- _Selected extract_:
A user-assigned managed identity is not supported. Microsoft Entra passthrough authentication is not supported. Microsoft Entra ID is (formerly Azure Active Directory).

Permissions in the SQL managed instance

To run this command, the database user needs all of these permissions or memberships:

  • ALTER SCHEMA permission on the local schema that will contain the new table or membership in the db_ddladmin fixed database role.
  • CREATE TABLE permission or membership in the db_ddladmin fixed database role.
  • SELECT permission on any objects referenced in the select_criteria.

The login needs all of these permissions:

  • ADMINISTER BULK OPERATIONS
  • ALTER ANY EXTERNAL DATA SOURCE
  • ALTER ANY EXTERNAL FILE FORMAT

Important

The ALTER ANY EXTERNAL DATA SOURCE permission grants any principal the ability to create and modify any external data source object, so it also grants the ability to access all database scoped credentials on the database. This permission must be considered as highly privileged and must be granted only to trusted principals in the system.

Supported data types

CETAS stores result sets with following SQL data types:

  • binary
  • varbinary
  • char
  • varchar
  • nchar
  • nvarchar
  • smalldatetime
  • date
  • datetime
  • datetime2
  • datetimeoffset
  • time
  • decimal
  • numeric
  • float
  • real
  • bigint
  • tinyint
  • smallint
  • int
  • bigint
  • bit
  • money
  • smallmoney

Note

LOBs larger than 1MB can't be used with CETAS.

- _Tasks to complete_:
[a] Shorten the paragraph beginning "The ALTER ANY EXTERNAL DATA SOURCE permission grants" from the CETAS permissions extract, keeping its main facts.
[b] Carry the CETAS permissions extract further, picking up right after its final sentence.
The rows play no part in the work here.

- _Stored records_:

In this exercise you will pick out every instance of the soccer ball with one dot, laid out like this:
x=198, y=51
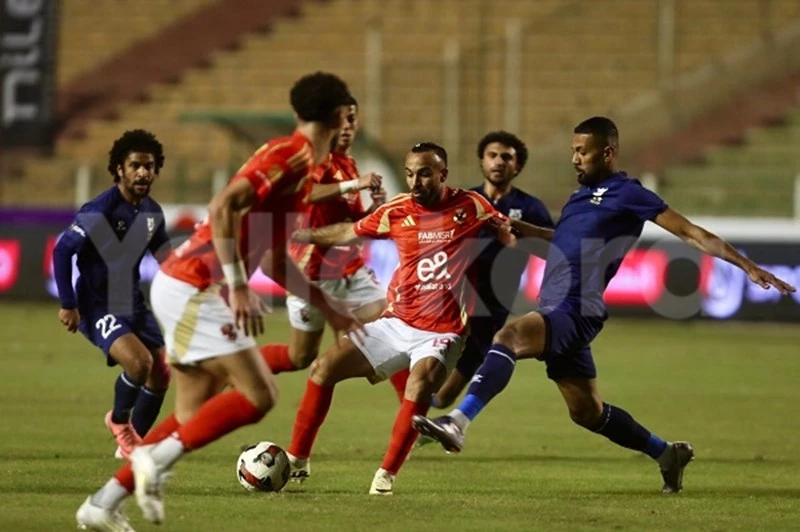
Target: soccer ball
x=263, y=467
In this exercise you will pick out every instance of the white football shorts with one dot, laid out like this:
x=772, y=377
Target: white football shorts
x=358, y=290
x=391, y=344
x=198, y=324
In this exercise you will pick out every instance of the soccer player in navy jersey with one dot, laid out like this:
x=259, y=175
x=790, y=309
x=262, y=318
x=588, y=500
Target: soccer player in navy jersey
x=598, y=225
x=498, y=269
x=110, y=235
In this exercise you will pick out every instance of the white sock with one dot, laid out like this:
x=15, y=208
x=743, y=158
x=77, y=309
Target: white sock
x=460, y=419
x=111, y=495
x=167, y=451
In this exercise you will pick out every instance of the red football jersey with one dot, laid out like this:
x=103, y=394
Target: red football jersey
x=278, y=172
x=340, y=261
x=429, y=289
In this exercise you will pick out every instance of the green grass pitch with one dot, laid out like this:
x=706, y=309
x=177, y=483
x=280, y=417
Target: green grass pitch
x=731, y=389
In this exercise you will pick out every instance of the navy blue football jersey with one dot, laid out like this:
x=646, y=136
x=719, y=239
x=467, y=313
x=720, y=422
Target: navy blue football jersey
x=499, y=268
x=110, y=237
x=598, y=226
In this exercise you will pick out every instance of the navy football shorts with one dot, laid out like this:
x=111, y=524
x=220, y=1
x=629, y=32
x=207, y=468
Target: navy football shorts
x=103, y=328
x=568, y=337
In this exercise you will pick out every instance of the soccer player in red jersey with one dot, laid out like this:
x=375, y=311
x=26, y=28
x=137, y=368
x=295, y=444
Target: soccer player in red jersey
x=429, y=302
x=339, y=271
x=210, y=341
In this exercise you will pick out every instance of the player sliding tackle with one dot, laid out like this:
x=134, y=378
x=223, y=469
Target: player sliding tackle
x=425, y=321
x=598, y=225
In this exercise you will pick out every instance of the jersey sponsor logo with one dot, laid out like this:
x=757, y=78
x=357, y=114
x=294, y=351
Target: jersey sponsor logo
x=429, y=237
x=408, y=222
x=597, y=195
x=433, y=274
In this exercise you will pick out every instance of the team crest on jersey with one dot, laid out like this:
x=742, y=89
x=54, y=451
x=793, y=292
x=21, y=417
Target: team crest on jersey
x=228, y=331
x=597, y=195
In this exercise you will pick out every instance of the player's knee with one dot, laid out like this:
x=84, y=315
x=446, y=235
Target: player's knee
x=322, y=371
x=509, y=337
x=265, y=397
x=304, y=358
x=586, y=413
x=138, y=368
x=159, y=374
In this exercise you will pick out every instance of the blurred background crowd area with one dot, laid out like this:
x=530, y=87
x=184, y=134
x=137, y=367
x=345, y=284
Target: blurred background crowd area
x=706, y=92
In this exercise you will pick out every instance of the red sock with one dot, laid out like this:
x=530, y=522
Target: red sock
x=160, y=432
x=399, y=380
x=403, y=435
x=277, y=358
x=218, y=416
x=312, y=412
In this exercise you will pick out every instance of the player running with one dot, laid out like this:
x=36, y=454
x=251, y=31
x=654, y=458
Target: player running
x=423, y=326
x=502, y=157
x=340, y=270
x=110, y=236
x=598, y=225
x=210, y=341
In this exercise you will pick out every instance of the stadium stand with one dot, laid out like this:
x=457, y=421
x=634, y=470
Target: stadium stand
x=567, y=73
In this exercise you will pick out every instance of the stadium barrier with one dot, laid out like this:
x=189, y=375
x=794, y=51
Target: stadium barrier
x=660, y=276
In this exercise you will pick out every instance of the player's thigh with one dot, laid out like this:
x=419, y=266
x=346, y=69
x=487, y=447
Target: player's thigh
x=364, y=295
x=160, y=372
x=129, y=351
x=247, y=372
x=304, y=346
x=193, y=387
x=343, y=360
x=370, y=311
x=303, y=316
x=582, y=398
x=527, y=336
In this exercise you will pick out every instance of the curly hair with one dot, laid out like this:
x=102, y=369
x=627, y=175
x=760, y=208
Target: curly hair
x=136, y=140
x=315, y=97
x=423, y=147
x=507, y=139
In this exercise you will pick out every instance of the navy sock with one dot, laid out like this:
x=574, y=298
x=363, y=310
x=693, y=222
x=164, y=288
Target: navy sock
x=490, y=379
x=146, y=410
x=126, y=390
x=618, y=426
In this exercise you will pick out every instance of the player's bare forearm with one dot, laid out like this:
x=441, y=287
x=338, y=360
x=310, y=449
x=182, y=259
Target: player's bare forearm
x=526, y=230
x=225, y=213
x=324, y=192
x=339, y=234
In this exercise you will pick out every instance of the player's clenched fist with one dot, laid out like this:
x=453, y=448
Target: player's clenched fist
x=69, y=317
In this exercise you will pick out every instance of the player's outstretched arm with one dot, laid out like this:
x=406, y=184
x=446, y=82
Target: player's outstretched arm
x=340, y=234
x=225, y=213
x=707, y=242
x=321, y=192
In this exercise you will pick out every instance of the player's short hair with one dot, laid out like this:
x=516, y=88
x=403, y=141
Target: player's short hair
x=135, y=140
x=507, y=139
x=599, y=126
x=316, y=96
x=423, y=147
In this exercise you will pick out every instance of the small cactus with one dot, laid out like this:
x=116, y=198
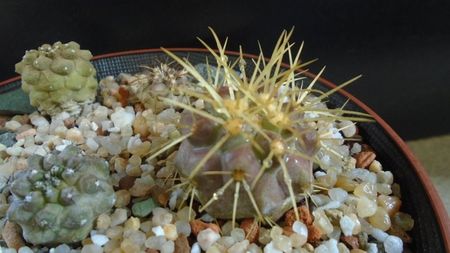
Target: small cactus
x=250, y=151
x=58, y=77
x=58, y=197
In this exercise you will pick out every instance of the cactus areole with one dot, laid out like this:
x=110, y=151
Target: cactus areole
x=58, y=197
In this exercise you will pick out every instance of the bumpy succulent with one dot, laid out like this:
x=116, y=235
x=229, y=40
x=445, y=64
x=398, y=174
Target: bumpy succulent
x=58, y=77
x=58, y=197
x=258, y=131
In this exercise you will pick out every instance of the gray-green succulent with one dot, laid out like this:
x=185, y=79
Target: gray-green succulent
x=58, y=197
x=58, y=77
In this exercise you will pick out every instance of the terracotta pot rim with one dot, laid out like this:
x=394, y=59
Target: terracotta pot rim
x=436, y=202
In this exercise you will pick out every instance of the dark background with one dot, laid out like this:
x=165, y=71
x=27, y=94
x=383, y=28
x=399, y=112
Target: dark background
x=402, y=48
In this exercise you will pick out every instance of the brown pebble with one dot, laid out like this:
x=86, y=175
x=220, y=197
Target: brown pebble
x=364, y=159
x=160, y=195
x=126, y=182
x=314, y=233
x=12, y=236
x=251, y=229
x=198, y=225
x=287, y=231
x=182, y=245
x=350, y=241
x=69, y=122
x=304, y=213
x=28, y=132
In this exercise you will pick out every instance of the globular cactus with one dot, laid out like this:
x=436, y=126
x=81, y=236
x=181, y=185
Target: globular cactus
x=250, y=151
x=58, y=197
x=58, y=77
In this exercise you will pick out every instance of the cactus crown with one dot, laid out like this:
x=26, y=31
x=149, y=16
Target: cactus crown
x=58, y=197
x=259, y=131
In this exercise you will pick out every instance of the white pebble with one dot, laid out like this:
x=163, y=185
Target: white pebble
x=240, y=247
x=338, y=194
x=168, y=247
x=25, y=249
x=92, y=144
x=99, y=239
x=14, y=151
x=63, y=248
x=158, y=231
x=91, y=248
x=155, y=242
x=378, y=234
x=206, y=238
x=372, y=248
x=183, y=227
x=347, y=225
x=238, y=234
x=270, y=248
x=393, y=244
x=300, y=228
x=195, y=248
x=118, y=217
x=39, y=121
x=122, y=118
x=12, y=125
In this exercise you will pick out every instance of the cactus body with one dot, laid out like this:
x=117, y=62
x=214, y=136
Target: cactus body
x=58, y=197
x=58, y=77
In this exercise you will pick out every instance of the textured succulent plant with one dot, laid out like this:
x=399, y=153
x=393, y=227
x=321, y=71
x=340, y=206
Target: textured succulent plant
x=58, y=77
x=58, y=197
x=259, y=133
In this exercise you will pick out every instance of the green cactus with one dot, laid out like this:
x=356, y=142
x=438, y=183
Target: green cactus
x=58, y=197
x=58, y=77
x=250, y=151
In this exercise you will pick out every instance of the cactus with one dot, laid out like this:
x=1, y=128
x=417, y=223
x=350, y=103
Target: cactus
x=258, y=133
x=58, y=77
x=59, y=196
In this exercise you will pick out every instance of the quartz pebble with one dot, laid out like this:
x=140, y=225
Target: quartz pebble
x=99, y=239
x=393, y=244
x=118, y=217
x=91, y=248
x=206, y=238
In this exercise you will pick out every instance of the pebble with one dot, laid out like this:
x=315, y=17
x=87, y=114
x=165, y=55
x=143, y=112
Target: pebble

- _Responses per task_:
[a] ALTER ANY EXTERNAL DATA SOURCE lets any principal create and modify any external data source object, which also gives access to all database scoped credentials on the database. It is highly privileged and must be granted only to trusted principals.

[b]
Limitations and restrictions

  • CREATE EXTERNAL TABLE AS SELECT (CETAS) for Azure SQL Managed Instance is disabled by default. For more information, see the next section, Disabled by default.
  • For more information on limitations or known issues with data virtualization in Azure SQL Managed Instance, see Limitations and Known issues.

Because external table data resides outside of the database, backup and restore operations only operate on data stored in the database. As a result, only the metadata is backed up and restored.

The database doesn't verify the connection to the external data source when restoring a database backup that contains an external table. If the original source isn't accessible, the metadata restore of the external table still succeed, but SELECT operations on the external table fail.

The database doesn't guarantee data consistency between the database and the external data. You, the customer, are solely responsible to maintain consistency between the external data and the database.

Data manipulation language (DML) operations aren't supported on external tables. For example, you can't use the Transact-SQL update, insert, or delete Transact-SQLstatements to modify the external data.

CREATE TABLE, DROP TABLE, CREATE STATISTICS, DROP STATISTICS, CREATE VIEW, and DROP VIEW are the only data definition language (DDL) operations allowed on external tables.

External tables can't be created in a location where you currently have data. To reuse a location that has been used to store data, the location must be manually deleted on ADLS.

SET ROWCOUNT (Transact-SQL) has no effect on CREATE EXTERNAL TABLE AS SELECT. To achieve a similar behavior, use TOP (Transact-SQL).

Review Naming and Referencing Containers, Blobs, and Metadata for limitations on file names.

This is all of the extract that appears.